--- start of SUPPLIED RECORDS ---

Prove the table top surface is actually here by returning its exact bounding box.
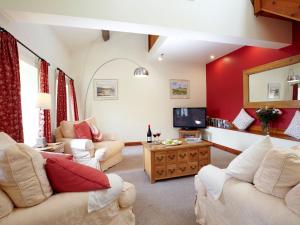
[142,139,212,151]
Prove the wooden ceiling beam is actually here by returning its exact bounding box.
[254,0,300,21]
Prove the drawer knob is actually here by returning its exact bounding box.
[168,155,175,160]
[179,153,186,159]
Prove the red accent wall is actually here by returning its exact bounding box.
[206,23,300,129]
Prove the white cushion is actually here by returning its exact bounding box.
[0,189,14,219]
[232,109,254,130]
[254,148,300,198]
[284,111,300,139]
[226,136,273,183]
[198,165,230,200]
[285,183,300,216]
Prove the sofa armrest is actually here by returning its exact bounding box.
[103,133,117,141]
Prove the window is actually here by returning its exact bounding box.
[19,59,39,146]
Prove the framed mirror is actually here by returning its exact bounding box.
[243,55,300,108]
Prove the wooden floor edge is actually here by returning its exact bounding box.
[211,142,241,155]
[125,141,142,146]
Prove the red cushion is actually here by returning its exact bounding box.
[74,121,92,140]
[41,151,73,160]
[45,158,110,192]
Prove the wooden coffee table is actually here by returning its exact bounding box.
[143,139,212,183]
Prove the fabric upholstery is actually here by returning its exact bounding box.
[285,183,300,216]
[254,149,300,198]
[0,144,52,207]
[0,192,135,225]
[60,120,76,138]
[94,141,124,161]
[74,121,92,140]
[232,109,254,130]
[39,59,52,143]
[0,32,24,142]
[284,111,300,139]
[195,178,300,225]
[226,136,273,183]
[45,158,110,192]
[0,189,14,219]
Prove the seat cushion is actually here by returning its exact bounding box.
[0,144,52,207]
[60,121,76,138]
[94,141,124,161]
[254,149,300,198]
[46,158,110,192]
[0,189,14,219]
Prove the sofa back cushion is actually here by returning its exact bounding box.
[254,149,300,198]
[60,121,76,138]
[0,189,14,219]
[0,144,52,207]
[285,183,300,216]
[226,136,273,183]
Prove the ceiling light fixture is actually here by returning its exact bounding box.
[158,53,164,61]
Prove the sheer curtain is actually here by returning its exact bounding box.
[0,31,24,142]
[56,70,67,127]
[39,60,52,143]
[69,80,79,121]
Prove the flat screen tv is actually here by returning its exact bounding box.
[173,107,206,129]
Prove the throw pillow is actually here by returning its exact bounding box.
[89,124,103,142]
[60,121,76,138]
[284,111,300,139]
[226,136,273,183]
[46,158,110,192]
[0,189,14,219]
[285,183,300,216]
[254,149,300,198]
[0,144,52,207]
[74,121,92,140]
[232,109,254,130]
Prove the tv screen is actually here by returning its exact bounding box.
[173,108,206,129]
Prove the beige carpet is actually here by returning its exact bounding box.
[107,146,234,225]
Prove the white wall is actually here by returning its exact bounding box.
[203,127,299,151]
[0,13,71,129]
[72,32,206,141]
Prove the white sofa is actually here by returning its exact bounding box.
[55,118,124,171]
[195,171,300,225]
[0,132,136,225]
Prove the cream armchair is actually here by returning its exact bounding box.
[55,119,124,171]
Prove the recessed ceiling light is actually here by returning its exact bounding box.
[158,53,164,61]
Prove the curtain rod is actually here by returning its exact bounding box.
[57,67,74,80]
[0,27,50,66]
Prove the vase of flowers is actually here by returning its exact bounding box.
[256,107,282,135]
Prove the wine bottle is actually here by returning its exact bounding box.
[147,124,152,143]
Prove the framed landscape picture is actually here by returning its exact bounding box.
[170,80,190,98]
[94,79,118,100]
[268,83,280,99]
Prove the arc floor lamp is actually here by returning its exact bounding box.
[84,58,149,118]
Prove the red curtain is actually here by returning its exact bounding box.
[70,80,79,121]
[293,84,298,100]
[56,70,67,126]
[0,31,24,142]
[39,60,52,143]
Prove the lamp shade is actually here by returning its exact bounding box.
[36,93,51,109]
[134,67,149,77]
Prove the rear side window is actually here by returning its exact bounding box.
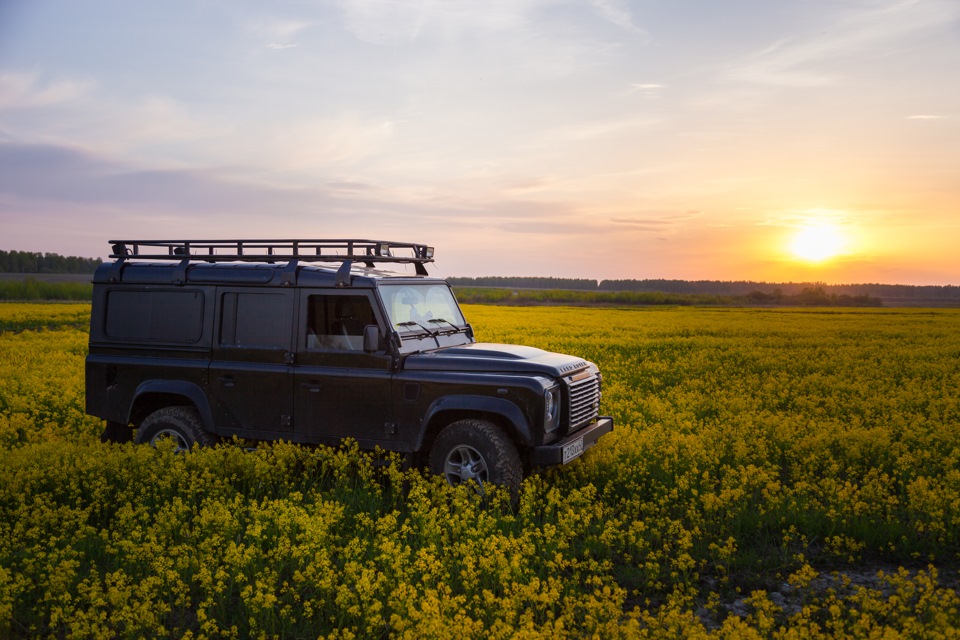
[220,293,292,349]
[104,290,203,344]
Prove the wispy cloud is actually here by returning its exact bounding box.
[726,0,960,87]
[0,73,96,109]
[591,0,649,37]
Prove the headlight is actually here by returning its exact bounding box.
[543,387,560,432]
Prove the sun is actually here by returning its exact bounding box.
[790,222,847,262]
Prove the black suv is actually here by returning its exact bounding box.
[86,240,613,489]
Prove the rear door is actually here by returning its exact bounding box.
[209,287,296,438]
[293,289,398,447]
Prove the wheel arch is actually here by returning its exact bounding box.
[127,380,214,432]
[417,395,535,455]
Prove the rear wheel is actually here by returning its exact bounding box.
[136,407,216,453]
[430,419,523,497]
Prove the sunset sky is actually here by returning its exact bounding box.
[0,0,960,284]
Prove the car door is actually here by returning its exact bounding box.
[293,289,397,447]
[208,288,296,438]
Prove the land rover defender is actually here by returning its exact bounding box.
[86,240,613,490]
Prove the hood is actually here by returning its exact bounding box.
[403,342,591,378]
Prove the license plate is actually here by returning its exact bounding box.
[561,437,583,464]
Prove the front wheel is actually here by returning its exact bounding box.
[430,419,523,496]
[136,407,216,453]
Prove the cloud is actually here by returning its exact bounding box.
[0,73,96,109]
[591,0,648,36]
[340,0,551,44]
[725,0,960,87]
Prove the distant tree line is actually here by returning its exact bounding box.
[0,249,103,273]
[449,276,960,304]
[598,280,960,300]
[454,285,883,307]
[447,276,597,291]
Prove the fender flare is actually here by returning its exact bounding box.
[417,395,534,451]
[127,380,213,432]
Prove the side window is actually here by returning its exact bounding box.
[104,290,203,344]
[306,294,377,351]
[220,292,291,349]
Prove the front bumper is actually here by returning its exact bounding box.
[533,416,613,467]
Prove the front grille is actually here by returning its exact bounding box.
[567,374,600,431]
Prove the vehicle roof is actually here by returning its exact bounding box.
[93,260,445,288]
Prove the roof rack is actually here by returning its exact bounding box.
[109,239,433,275]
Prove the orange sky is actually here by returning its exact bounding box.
[0,0,960,284]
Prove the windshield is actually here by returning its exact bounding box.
[380,282,466,331]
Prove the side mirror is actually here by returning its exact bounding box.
[363,324,380,353]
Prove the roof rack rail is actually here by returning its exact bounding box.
[109,239,433,275]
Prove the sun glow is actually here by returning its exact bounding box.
[790,222,847,262]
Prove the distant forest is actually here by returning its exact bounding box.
[448,277,960,306]
[0,249,103,273]
[0,249,960,306]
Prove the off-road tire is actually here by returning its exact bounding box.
[136,407,216,452]
[430,419,523,497]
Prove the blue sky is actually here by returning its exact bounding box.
[0,0,960,284]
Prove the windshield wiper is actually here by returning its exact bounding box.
[397,320,440,349]
[427,318,466,333]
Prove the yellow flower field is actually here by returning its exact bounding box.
[0,304,960,638]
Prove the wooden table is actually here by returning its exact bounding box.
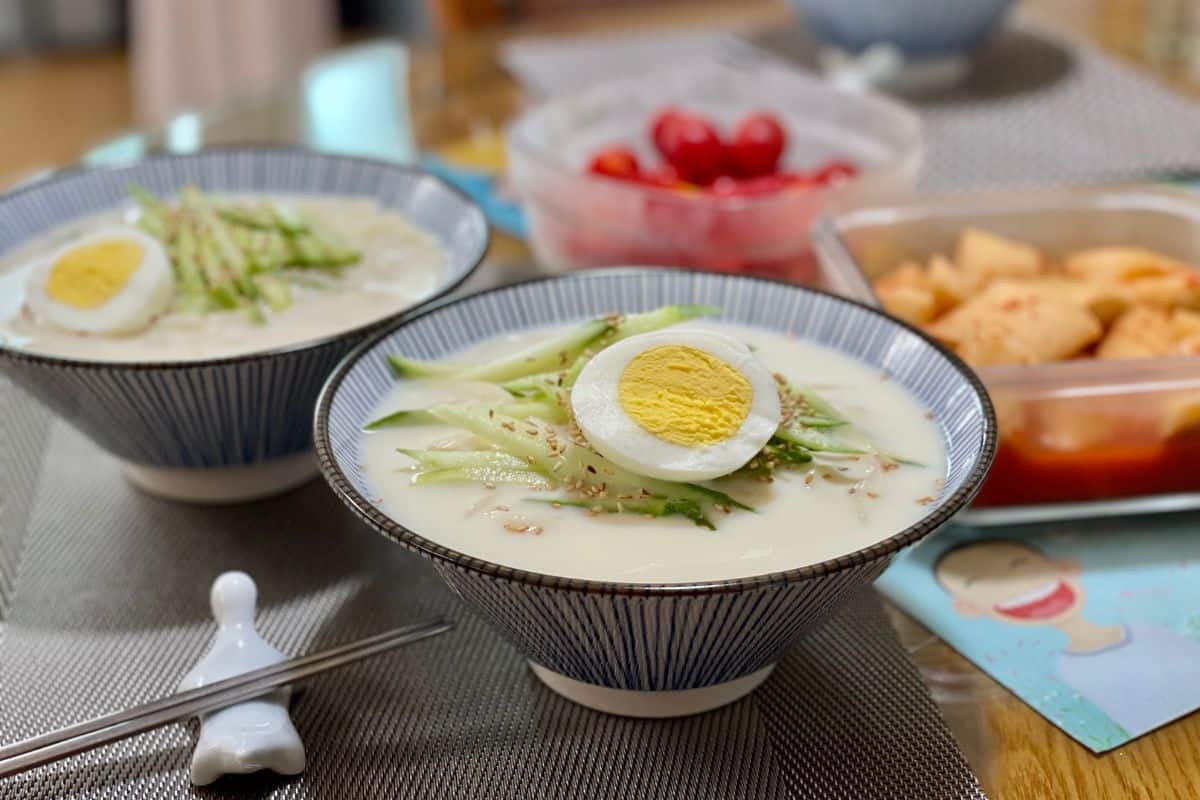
[0,0,1200,800]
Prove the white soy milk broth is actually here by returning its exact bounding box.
[360,323,946,583]
[0,194,446,361]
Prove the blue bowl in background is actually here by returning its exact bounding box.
[792,0,1013,59]
[0,148,488,503]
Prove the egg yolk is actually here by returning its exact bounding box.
[617,344,754,447]
[46,240,142,308]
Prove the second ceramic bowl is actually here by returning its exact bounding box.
[314,269,996,716]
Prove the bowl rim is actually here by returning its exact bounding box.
[0,144,492,372]
[313,266,997,596]
[504,64,925,212]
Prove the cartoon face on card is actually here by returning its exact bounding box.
[877,515,1200,752]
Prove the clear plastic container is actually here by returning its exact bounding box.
[508,65,922,283]
[814,187,1200,524]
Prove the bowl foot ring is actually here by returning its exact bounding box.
[124,451,319,504]
[529,661,775,718]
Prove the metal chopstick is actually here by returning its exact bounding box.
[0,619,454,777]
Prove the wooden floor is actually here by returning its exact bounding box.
[0,50,133,186]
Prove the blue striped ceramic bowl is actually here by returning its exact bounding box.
[0,148,488,500]
[314,269,996,716]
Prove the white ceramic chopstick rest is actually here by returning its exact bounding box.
[179,572,305,786]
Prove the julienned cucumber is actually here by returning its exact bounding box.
[388,305,720,393]
[362,398,566,431]
[775,420,866,455]
[413,467,554,489]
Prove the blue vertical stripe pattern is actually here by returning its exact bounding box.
[0,148,487,468]
[314,269,996,690]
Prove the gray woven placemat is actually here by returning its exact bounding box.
[0,386,983,800]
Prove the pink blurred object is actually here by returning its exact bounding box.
[131,0,337,125]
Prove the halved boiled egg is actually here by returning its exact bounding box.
[26,225,175,333]
[571,330,780,481]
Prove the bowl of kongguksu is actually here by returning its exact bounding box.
[313,267,996,716]
[0,148,488,503]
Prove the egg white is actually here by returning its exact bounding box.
[571,330,781,481]
[25,225,175,335]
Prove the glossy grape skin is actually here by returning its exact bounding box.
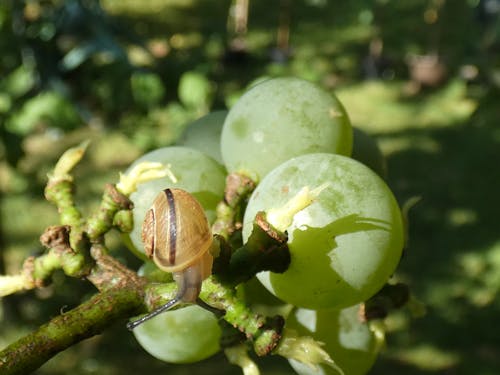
[243,154,403,309]
[286,305,379,375]
[221,78,352,181]
[351,127,387,179]
[177,111,227,164]
[128,146,225,252]
[133,305,221,363]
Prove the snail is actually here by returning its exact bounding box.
[127,189,213,330]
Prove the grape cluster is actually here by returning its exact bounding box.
[130,78,404,374]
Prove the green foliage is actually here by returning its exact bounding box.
[6,91,81,135]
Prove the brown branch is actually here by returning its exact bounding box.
[0,289,144,375]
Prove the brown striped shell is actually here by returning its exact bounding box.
[142,189,212,277]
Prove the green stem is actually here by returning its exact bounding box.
[86,184,132,240]
[0,289,143,375]
[200,277,284,356]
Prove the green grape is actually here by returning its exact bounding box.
[351,127,387,179]
[286,305,380,375]
[133,305,221,363]
[177,111,227,164]
[221,78,352,181]
[243,154,403,309]
[128,146,225,252]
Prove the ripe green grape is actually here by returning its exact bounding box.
[286,305,380,375]
[351,127,387,179]
[133,305,221,363]
[129,146,225,252]
[177,111,227,164]
[221,78,352,181]
[243,154,403,309]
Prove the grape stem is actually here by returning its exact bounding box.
[0,144,289,375]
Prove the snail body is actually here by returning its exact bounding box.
[127,189,213,329]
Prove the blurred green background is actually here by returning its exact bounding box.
[0,0,500,375]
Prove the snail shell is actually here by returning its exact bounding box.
[127,189,213,330]
[142,189,213,277]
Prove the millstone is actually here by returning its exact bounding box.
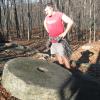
[2,57,71,100]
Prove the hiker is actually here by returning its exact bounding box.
[44,3,73,69]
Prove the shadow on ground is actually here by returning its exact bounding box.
[59,51,100,100]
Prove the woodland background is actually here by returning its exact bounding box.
[0,0,100,42]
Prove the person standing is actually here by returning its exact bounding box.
[44,3,73,69]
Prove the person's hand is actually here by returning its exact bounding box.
[59,32,66,38]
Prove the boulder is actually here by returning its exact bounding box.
[2,57,72,100]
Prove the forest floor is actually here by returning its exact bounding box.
[0,36,100,100]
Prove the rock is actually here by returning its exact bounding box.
[2,57,71,100]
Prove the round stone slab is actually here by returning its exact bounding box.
[2,57,71,100]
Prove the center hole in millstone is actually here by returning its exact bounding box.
[37,67,48,72]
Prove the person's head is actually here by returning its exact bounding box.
[44,3,54,16]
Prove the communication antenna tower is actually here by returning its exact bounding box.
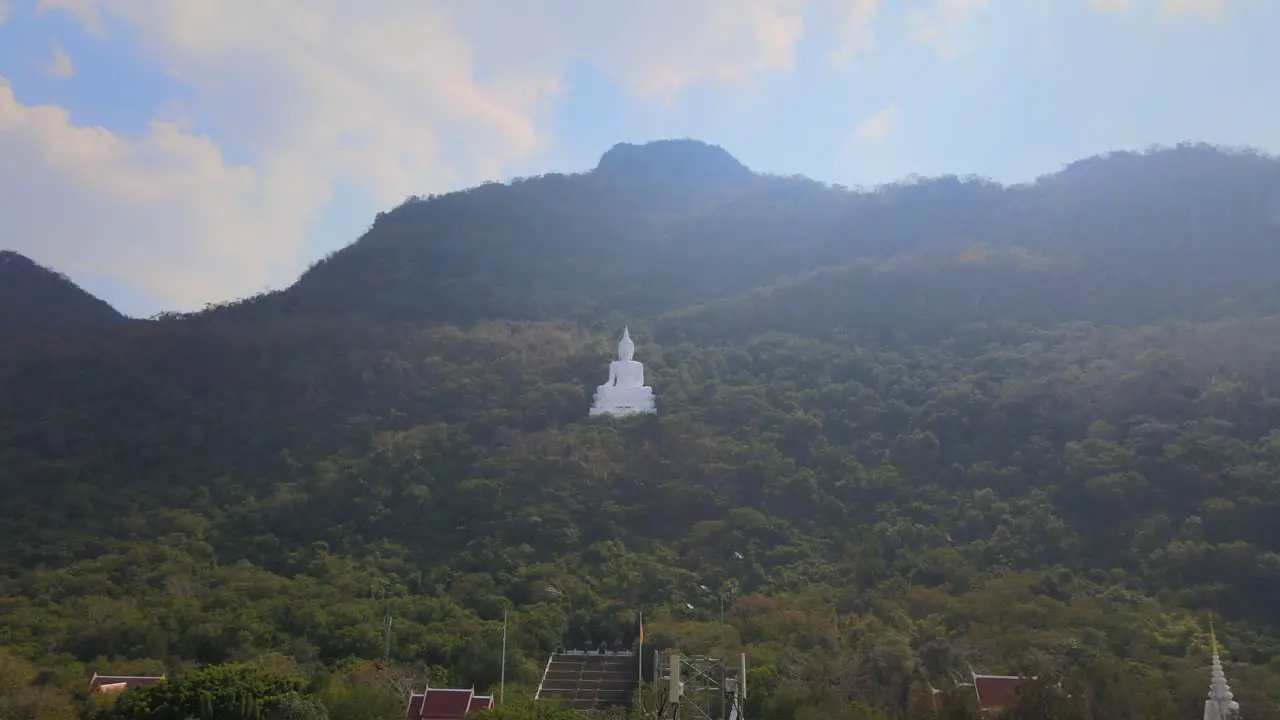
[652,652,746,720]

--- end of SUPPLIED RECORDS ---

[EXERCISE DETAILS] Copy the entries from the line containing "Prove the black" through the line containing "[567,374,600,431]", substituting "dark SUV" for "black suv" and leaving everything else as it is.

[COMPLETED EXERCISE]
Prove the dark SUV is actually here by returning its exact bounding box.
[86,240,613,489]
Prove the rear door is actually here by returning its exact bounding box.
[209,287,296,438]
[293,289,398,447]
Prove the wheel arch is actually here by returning its exact bounding box.
[127,380,214,432]
[417,395,535,455]
Prove the rear wheel is actually here by returning its exact bounding box.
[136,407,216,453]
[430,419,523,497]
Prove the sunset sky is actually here by returning its exact bounding box.
[0,0,960,284]
Prove the car door is actually here by returning its exact bounding box.
[293,289,397,447]
[208,288,296,438]
Prove the land rover defender is actually here by returning its exact bounding box.
[86,240,613,490]
Prove the hood is actually here by returning its exact bounding box.
[403,342,591,378]
Prove the license plate is actually here by returning its exact bounding box.
[561,437,583,464]
Prove the front wheel is actually here by returning its exact bounding box.
[430,419,523,496]
[136,407,216,453]
Prove the cloud is actually here by returning its exact bounding box.
[0,73,96,109]
[591,0,648,36]
[340,0,551,44]
[725,0,960,87]
Prove the distant tree line is actually here by returning its exact bounding box.
[0,249,103,273]
[449,276,960,304]
[598,280,960,300]
[454,285,883,307]
[447,276,597,291]
Prove the fender flare is actually here by returning its exact bounding box.
[417,395,534,451]
[127,380,213,432]
Prove the side window is actually here by returning its exact bounding box.
[104,290,203,344]
[306,294,377,351]
[220,292,291,349]
Prove the front bumper is actually here by returning its exact bounding box.
[533,416,613,467]
Prove the front grille is actually here by returning its exact bounding box.
[567,374,600,431]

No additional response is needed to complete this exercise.